[SCHRIFTLICHE AUFGABE]: Bearbeite die folgende Auflistung: Gib sie vollständig wieder, ersetze dabei überall „Submission“ durch „Result“ und lass alles andere unverändert. Die Bilder sollen in deiner Antwort nicht vorkommen.

[VERFÜGBARE DATEN]:
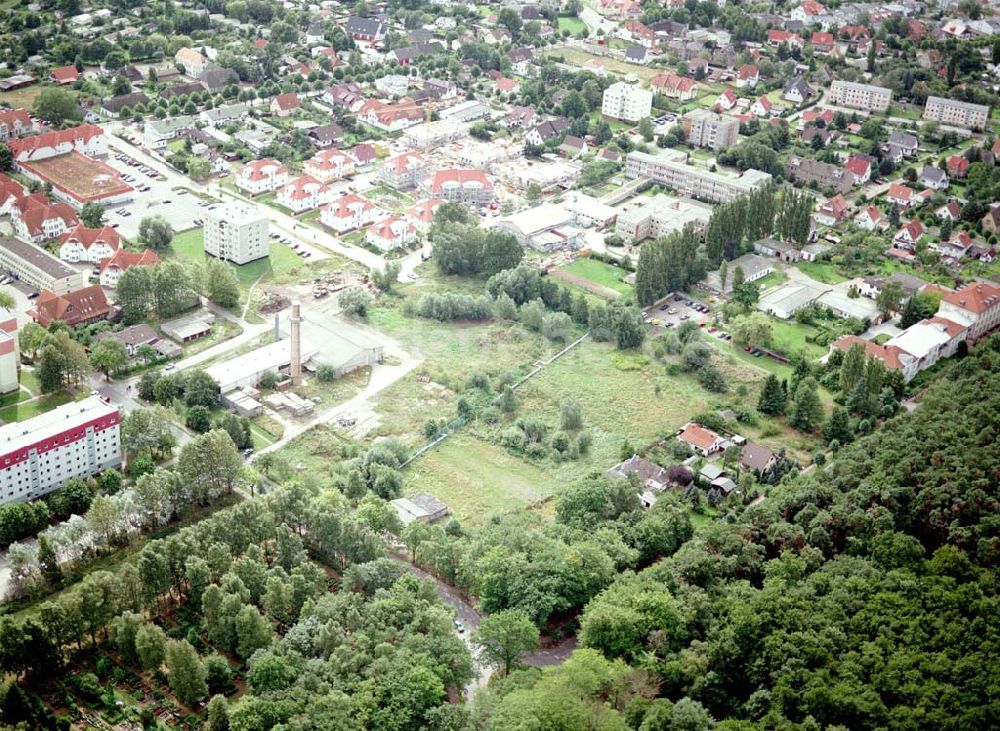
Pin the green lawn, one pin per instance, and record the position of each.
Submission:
(601, 274)
(28, 409)
(572, 24)
(821, 271)
(189, 245)
(478, 479)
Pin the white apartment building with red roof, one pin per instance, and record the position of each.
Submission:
(349, 212)
(89, 244)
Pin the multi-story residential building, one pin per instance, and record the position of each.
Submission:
(805, 170)
(38, 268)
(703, 128)
(628, 102)
(391, 233)
(860, 96)
(89, 244)
(954, 112)
(41, 454)
(262, 176)
(349, 212)
(303, 194)
(976, 305)
(660, 216)
(405, 170)
(669, 168)
(460, 186)
(328, 165)
(236, 232)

[LÖSUNG]:
Pin the green lawn, one pin per instance, and record the position of each.
Result:
(601, 274)
(28, 409)
(572, 24)
(821, 271)
(189, 245)
(478, 479)
Pin the white apartment building with red roof, one pin per instance, and record the position of each.
Result:
(349, 212)
(89, 244)
Pin the multi-story residential building, one pin per instance, and record the position of each.
Result:
(805, 170)
(38, 268)
(703, 128)
(628, 102)
(391, 233)
(860, 96)
(89, 244)
(954, 112)
(41, 454)
(262, 176)
(349, 212)
(303, 194)
(976, 305)
(660, 216)
(405, 170)
(669, 168)
(460, 186)
(328, 165)
(236, 232)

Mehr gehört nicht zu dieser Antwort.